### Direction 1
List the High Performance Computing applications that the announcement on Azure A8 and A9 virtual machines names as examples.

### Passage given
——————————

We are excited to announce the extension of A8 and A9 support in Azure to include virtual machine (IaaS) options for these sizes running either Windows Server or Linux operating systems. Compute-intensive workloads can take advantage of bringing their own images to Azure and leverage the higher memory, increased number of cores per VM and the unique capability of a second backend network. This network supports remote direct memory access (RDMA) up to 40Gbps for lower latency and high-throughput communication between compute nodes. RDMA connectivity is available today only on Windows Sever virtual machines and requires the HpcVmDrivers VM extension. You can learn more about this extension, here, at the MSDN library.
These instances are designed for High Performance Computing (HPC) applications such as computational fluid dynamics, finite element analysis, and weather forecasting. Other industries will benefit from this new offering as well, including but not limited to manufacturing, energy exploration, life sciences, et. al.
"The new Azure A9 instances reduce our video transcoding time by 70% compared to A7 [instances]”

——————————

### Material for the task
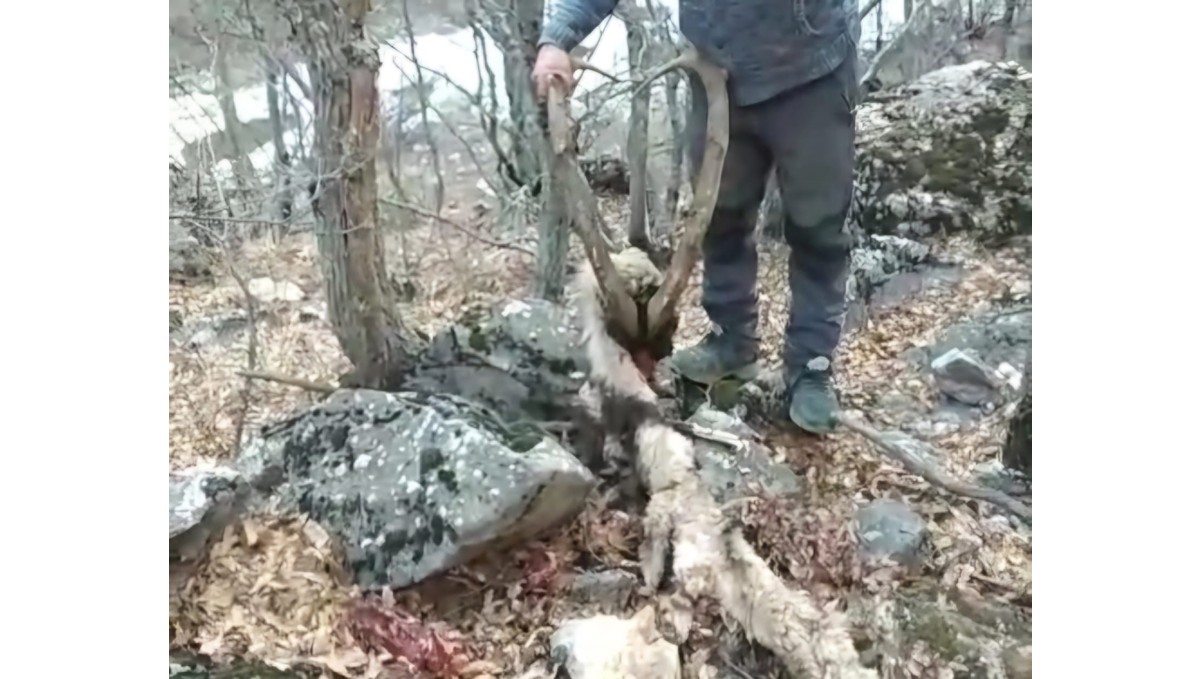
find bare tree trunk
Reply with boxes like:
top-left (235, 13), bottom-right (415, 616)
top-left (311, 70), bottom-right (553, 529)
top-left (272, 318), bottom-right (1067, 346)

——————————

### Direction 2
Output every line of the records above verbatim, but omit the pictures.

### Exercise response 1
- computational fluid dynamics
- finite element analysis
- weather forecasting

### Exercise response 2
find bare tree trunk
Reply with boxes like:
top-left (235, 13), bottom-right (415, 616)
top-left (311, 70), bottom-right (553, 529)
top-left (272, 318), bottom-right (1067, 346)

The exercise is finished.